> Text passage
--------------------------------

LLMs - New Research

Transformer Visualizer

https://poloclub.github.io/transformer-explainer/ Great visualization to better understand transformer architecture.

Mixed Precision Training (AMP)

https://claude.ai/chat/11f9de54-f9b5-4ff1-9539-d7e042703aa9 discussion on how memory reductions materialize in practice.

Methodology to train DNN using half-precision floating point numbers, without losing model accuracy or having to modify hyper-parameters. Since half-precision has a narrower range than single-precision, they propose three techniques for preventing the loss of critical information:

Maintaining a single-precision copy of weights that accumulates the gradient after each optimizer step (this copy is rounder to half-precision for the forward and backward pass).
- Why? When updates (weight gradient * learning_rate) are very small or large, making it difficult to represent in FP16, they become zeros.
Loss-scaling to preserve gradient values with small magnitude
- In practice, gradient values in practice are generally pretty small in magnitude (< $2^{-14}$), below the minimum representable range and becomes zeros.
- The scaling factor would depend on how small the gradient updates are. Paper tried different values between 8 to 1024.
Using half-precision arithmetic that accumulates into single-precision outputs, which are converted to half-precision before storing to memory.

--------------------------------

> Data records
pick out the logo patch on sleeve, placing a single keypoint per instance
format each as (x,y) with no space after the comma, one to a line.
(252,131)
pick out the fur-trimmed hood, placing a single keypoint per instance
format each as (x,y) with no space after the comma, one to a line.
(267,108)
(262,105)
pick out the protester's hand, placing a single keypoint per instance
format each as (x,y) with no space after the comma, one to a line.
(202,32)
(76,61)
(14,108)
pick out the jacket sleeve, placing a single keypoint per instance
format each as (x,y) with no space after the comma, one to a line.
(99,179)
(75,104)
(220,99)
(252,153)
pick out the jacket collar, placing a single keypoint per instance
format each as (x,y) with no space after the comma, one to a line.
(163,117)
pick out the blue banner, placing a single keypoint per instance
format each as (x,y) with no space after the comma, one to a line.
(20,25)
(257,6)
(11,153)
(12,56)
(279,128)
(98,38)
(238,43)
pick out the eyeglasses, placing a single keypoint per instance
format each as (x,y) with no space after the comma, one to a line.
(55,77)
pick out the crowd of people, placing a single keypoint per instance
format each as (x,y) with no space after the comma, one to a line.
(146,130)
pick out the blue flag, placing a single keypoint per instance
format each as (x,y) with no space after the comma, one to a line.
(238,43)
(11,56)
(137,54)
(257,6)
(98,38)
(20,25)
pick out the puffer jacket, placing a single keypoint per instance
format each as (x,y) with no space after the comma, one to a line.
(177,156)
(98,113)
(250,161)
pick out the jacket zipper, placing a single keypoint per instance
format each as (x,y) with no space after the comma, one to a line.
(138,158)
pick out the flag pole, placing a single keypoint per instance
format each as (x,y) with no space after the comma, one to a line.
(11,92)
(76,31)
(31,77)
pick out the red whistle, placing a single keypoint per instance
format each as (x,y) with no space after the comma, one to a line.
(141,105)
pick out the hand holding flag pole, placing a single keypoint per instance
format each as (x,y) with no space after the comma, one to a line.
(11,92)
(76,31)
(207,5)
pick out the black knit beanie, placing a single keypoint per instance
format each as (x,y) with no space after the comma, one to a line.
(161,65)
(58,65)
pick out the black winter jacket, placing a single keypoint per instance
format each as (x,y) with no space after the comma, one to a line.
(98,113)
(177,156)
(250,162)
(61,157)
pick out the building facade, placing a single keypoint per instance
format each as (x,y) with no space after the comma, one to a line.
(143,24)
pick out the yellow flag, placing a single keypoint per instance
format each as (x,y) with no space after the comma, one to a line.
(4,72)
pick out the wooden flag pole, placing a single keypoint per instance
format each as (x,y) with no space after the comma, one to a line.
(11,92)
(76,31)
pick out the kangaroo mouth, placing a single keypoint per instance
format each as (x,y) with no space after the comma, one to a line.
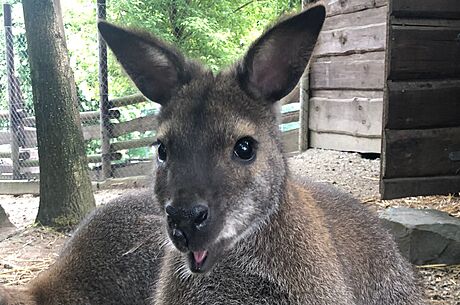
(197,261)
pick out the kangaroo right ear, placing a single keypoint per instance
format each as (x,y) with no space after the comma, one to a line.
(155,68)
(274,64)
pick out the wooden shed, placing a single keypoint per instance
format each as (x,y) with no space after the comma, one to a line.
(385,78)
(346,79)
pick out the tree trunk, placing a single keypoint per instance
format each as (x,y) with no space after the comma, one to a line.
(65,188)
(4,221)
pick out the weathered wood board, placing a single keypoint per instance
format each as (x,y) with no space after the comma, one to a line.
(347,93)
(421,143)
(431,104)
(351,40)
(290,140)
(347,77)
(337,7)
(448,9)
(359,117)
(344,142)
(355,72)
(422,52)
(422,152)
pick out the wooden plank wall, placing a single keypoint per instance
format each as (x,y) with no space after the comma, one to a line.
(421,153)
(347,77)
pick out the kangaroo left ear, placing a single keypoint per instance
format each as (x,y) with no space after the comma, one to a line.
(275,62)
(156,68)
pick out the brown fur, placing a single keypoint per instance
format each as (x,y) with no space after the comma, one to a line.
(268,238)
(112,258)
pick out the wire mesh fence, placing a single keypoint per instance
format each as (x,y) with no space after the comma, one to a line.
(118,128)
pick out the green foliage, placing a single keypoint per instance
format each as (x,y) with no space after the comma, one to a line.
(214,32)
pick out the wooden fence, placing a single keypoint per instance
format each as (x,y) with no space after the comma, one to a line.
(347,77)
(28,160)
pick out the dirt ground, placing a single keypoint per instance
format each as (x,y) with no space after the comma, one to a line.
(29,249)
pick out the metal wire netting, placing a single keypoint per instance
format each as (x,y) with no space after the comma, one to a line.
(118,130)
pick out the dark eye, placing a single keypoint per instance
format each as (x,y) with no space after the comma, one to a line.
(244,149)
(162,152)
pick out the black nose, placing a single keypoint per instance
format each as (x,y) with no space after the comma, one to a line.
(195,216)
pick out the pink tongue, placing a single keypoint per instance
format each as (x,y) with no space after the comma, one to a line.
(199,256)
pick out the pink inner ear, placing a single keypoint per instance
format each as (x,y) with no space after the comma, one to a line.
(269,73)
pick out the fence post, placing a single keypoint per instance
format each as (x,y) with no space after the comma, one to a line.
(103,97)
(304,99)
(13,97)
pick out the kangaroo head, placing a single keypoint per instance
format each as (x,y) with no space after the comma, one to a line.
(221,171)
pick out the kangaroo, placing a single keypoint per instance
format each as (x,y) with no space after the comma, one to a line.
(113,257)
(227,224)
(243,231)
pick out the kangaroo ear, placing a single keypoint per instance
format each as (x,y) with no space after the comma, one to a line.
(155,68)
(275,62)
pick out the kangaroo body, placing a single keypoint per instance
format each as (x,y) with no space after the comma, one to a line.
(112,258)
(321,247)
(238,229)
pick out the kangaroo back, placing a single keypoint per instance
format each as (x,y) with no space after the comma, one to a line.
(112,258)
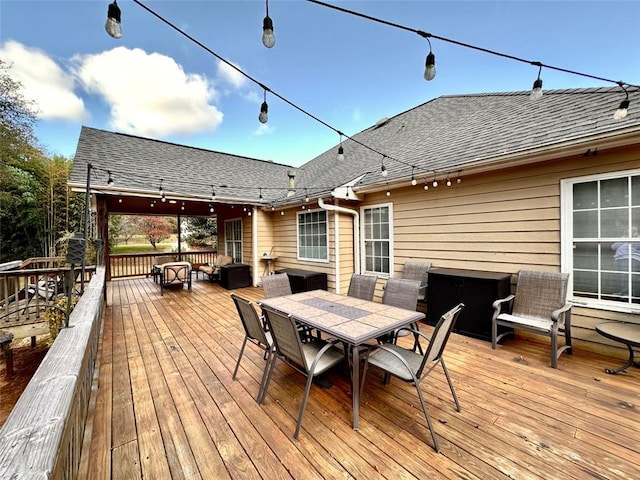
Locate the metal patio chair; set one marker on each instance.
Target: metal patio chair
(254, 329)
(309, 359)
(413, 367)
(539, 306)
(362, 286)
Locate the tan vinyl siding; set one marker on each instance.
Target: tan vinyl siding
(501, 221)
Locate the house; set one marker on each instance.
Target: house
(490, 182)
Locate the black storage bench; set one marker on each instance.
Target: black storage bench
(235, 275)
(305, 280)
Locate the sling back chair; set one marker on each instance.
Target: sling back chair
(539, 306)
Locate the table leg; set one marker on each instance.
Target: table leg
(626, 365)
(355, 385)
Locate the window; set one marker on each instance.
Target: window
(233, 239)
(600, 242)
(377, 228)
(313, 235)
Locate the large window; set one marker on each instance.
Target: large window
(313, 235)
(377, 228)
(601, 245)
(233, 239)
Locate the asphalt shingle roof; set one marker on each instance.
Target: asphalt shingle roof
(445, 135)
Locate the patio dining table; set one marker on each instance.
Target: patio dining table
(350, 320)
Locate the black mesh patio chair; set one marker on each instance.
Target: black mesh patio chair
(539, 306)
(401, 293)
(276, 285)
(417, 271)
(310, 359)
(413, 367)
(255, 332)
(362, 286)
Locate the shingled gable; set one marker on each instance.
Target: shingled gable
(139, 163)
(478, 131)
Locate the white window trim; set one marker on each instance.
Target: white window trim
(566, 241)
(316, 260)
(226, 224)
(363, 250)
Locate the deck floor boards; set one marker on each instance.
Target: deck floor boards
(165, 406)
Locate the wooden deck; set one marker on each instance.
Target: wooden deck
(165, 406)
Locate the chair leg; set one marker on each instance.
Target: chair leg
(436, 446)
(453, 392)
(244, 344)
(303, 405)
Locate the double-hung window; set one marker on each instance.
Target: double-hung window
(313, 235)
(377, 228)
(600, 240)
(233, 239)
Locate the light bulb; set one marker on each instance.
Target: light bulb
(113, 26)
(268, 38)
(264, 109)
(622, 110)
(430, 67)
(536, 92)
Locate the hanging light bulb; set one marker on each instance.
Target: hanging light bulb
(113, 26)
(430, 64)
(624, 105)
(536, 92)
(264, 110)
(268, 38)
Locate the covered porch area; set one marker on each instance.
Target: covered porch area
(164, 406)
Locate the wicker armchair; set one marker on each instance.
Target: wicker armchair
(538, 306)
(175, 273)
(276, 285)
(310, 359)
(413, 367)
(254, 332)
(362, 286)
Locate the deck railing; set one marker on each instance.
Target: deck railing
(134, 265)
(42, 437)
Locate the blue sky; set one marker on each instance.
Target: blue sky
(347, 71)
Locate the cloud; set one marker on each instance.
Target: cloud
(263, 129)
(148, 93)
(231, 75)
(43, 82)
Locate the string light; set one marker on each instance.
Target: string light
(113, 25)
(430, 63)
(264, 109)
(624, 105)
(536, 91)
(268, 38)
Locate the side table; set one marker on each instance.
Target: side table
(5, 346)
(627, 333)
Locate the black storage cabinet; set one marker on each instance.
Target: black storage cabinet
(476, 289)
(305, 280)
(236, 275)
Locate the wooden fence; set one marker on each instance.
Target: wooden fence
(42, 437)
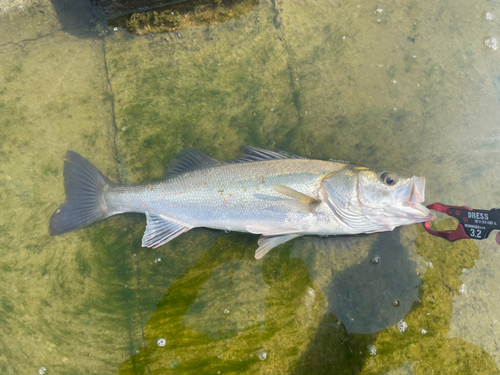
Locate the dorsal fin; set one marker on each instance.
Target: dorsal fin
(189, 160)
(260, 154)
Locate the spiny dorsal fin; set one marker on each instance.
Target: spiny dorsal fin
(302, 202)
(261, 154)
(189, 160)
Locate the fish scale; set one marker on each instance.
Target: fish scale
(272, 193)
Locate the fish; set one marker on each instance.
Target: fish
(272, 193)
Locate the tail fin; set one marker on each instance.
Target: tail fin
(84, 185)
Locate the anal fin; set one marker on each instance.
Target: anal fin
(160, 230)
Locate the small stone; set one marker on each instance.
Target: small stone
(491, 43)
(402, 325)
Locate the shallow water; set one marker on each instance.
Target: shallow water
(406, 85)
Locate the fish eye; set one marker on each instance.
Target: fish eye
(388, 178)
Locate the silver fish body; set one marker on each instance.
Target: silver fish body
(271, 193)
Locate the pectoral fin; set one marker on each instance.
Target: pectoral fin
(160, 230)
(266, 243)
(301, 201)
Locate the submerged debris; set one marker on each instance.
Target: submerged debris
(177, 16)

--------------------------------

> Work request 1
According to the LLM research notes, what range of loss-scaling factors did the paper try?
> Work request 2
Carry on the LLM research notes from the point where they stop.
The listing is separate material, unrelated to the LLM research notes.

> Expected output 1
The paper tried values between 8 and 1024.

> Expected output 2
- By and large neural network arithmetic fall into three categories: Vector dot-products, reductions and point-wise operations.
- Dot-Product accumulates partial products in FP32, then convert to FP16 before writing to memory.
- Large reductions like norms, softmax, etc. should be carried out in FP32.

Nsight Compute and Systems

Basically, Nsight System is a high-level profiler meant to perform system level profiling. On the other hand, Nsight compute is a low-level profiler, meant for profiling CUDA kernels.

nsys - very similar to chrome trace. You have various streams like CPU, GPU, MPI, and some other libraries. For each stream you can see the operation that is performed, and the hovering over will show more details. You get details about sync and async operations between different streams on a system level.
ncu - give a detailed report for each kernel in the code. Each report has sections like Speed of light (SOL), Compute workload analysis, memory workload analysis, source code view, roofline plot, etc.